◆ What is expected:
Make an exact copy of the records, dropping all pictures.

- - - - - - -

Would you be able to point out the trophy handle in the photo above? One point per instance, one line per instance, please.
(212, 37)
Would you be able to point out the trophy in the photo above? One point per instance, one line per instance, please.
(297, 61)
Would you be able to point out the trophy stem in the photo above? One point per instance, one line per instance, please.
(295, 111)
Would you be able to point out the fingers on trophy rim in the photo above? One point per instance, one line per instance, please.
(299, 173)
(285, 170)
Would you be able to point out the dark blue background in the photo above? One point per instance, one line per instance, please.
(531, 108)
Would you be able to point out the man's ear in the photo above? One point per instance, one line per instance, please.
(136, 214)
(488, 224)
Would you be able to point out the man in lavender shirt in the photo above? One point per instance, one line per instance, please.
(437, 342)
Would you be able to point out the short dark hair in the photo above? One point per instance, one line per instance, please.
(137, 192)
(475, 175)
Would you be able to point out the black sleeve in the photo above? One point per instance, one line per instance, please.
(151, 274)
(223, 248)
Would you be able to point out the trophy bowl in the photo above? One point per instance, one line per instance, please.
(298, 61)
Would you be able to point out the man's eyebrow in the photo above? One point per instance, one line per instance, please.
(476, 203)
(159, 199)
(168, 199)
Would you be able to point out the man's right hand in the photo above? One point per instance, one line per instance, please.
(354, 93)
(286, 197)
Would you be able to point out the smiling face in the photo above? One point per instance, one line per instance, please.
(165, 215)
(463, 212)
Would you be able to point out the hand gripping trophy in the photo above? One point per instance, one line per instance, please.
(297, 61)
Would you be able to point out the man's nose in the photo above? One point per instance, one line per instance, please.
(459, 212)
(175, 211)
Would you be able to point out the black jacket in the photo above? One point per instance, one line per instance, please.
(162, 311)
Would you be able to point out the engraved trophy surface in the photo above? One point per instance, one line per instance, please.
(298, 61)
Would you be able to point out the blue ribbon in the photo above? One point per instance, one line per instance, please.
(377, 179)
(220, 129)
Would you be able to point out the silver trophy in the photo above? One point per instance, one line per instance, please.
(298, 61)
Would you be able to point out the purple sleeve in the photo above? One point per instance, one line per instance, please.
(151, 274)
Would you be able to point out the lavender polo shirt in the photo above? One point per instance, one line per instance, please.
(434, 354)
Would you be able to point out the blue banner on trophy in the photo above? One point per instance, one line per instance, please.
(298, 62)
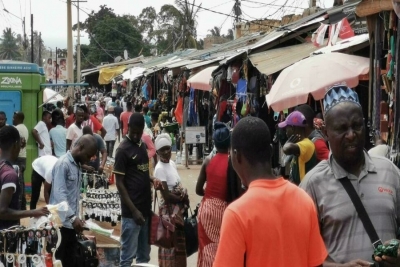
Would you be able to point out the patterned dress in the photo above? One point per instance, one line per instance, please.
(212, 208)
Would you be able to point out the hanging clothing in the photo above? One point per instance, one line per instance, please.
(192, 108)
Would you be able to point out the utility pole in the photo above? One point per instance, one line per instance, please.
(70, 62)
(32, 59)
(40, 49)
(78, 46)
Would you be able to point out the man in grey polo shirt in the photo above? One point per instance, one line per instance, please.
(376, 180)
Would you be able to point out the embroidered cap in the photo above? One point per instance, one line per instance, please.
(338, 94)
(296, 118)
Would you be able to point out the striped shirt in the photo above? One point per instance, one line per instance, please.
(378, 187)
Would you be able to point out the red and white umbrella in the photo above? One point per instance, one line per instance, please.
(315, 75)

- - - - - - -

◆ The response:
Would you be able to point out the trophy handle in the photo above? One point per instance, one line per instance, please.
(212, 37)
Would you be able to point out the trophy in the photo above? One point per instance, one line per instance, please.
(297, 61)
Would you be able to point out the trophy stem in the photo above? One point per instance, one line per instance, please.
(295, 111)
Would you be able to point out the fingers on trophy rim in the photo above? One point per instance, one line per instance, please.
(299, 173)
(285, 170)
Would you be able to point out the dark blue background in the photo above? One point per instance, one line per instance, please.
(531, 108)
Would you be able to point out the man's ear in the photo above? One point per instance, one line per instance, please.
(136, 214)
(488, 224)
Would you be able to point out the man in lavender shirt in the photo above? One point per instance, one line per instance, please.
(437, 342)
Would you be able to point out the short dark hair in the photo above? One point per instance, one line per instance, please.
(137, 192)
(475, 175)
Would you be able to point out the black sleeve in the photo above? One point per instance, one line per instance, please.
(151, 274)
(223, 248)
Would you be able to point out the trophy bowl in the photo above? One point per instance, one line per instance, please.
(298, 61)
Would you be able to point out the man's eyebrow in the photo above? One point per instance, one line per instance, please.
(476, 203)
(159, 199)
(168, 199)
Would you be able to point out the man's right hand in the photo above? One point per instance, one line per instance, please.
(354, 93)
(286, 197)
Would you be able to point out the smiling face in the photo above? One point per instance, one line per instance, please.
(165, 215)
(463, 212)
Would you be able to point out the hand gripping trophy in the photo above? One point per instance, one line per instance, please.
(297, 61)
Would you be able to point out the man's nose in the photo above? One point per instance, one line per instance, please.
(459, 212)
(175, 211)
Would you be able to point out the black jacket in the photo above? One point per instance, one line per instance, please.
(162, 311)
Would you be able to point out the engraved trophy surface in the photo above? One point per instance, one line per instance, please.
(298, 61)
Would you be able to point out the blue ribbon in the photo above? One point per instance, one line per instance, please.
(377, 179)
(220, 129)
Would you be able to point out the silver trophy in the photo above? One point per instance, one line per instance, please.
(298, 61)
Would you be able to point out the purple sleeve in the photo above? One point per instance, one line per instance, please.
(151, 274)
Would you be able to point out the lavender polo shirt in the photo above? One point per instance, one line per instance, please.
(434, 354)
Would you be able to point out the blue banner on trophy in the photo above? One point per instance, one line per instance, please.
(298, 62)
Would you be able to point out the patterned dress in the photo above? One point per instance, one line per instance, please.
(212, 208)
Would you be able to point out the hanging clothing in the photo above? One point per instance, one line per instance, please.
(192, 108)
Would you be able to point out the utility pole in the photo above? One point per instance, one line per instance, please.
(70, 62)
(32, 59)
(40, 49)
(78, 46)
Would you be able to point out the man in grey polo shirt in the photo above? One point per instance, one line per instance, please.
(376, 180)
Would you be able to point out the embroidered cap in the photo above? One point per instance, one line per instance, please.
(338, 94)
(296, 118)
Would you be able to point out the striped shirt in the photo above? One point per instance, one line per instance, please.
(378, 187)
Would you be able to point out the red and white umbrella in the photo above? One point per instance, one line per instance, please.
(315, 75)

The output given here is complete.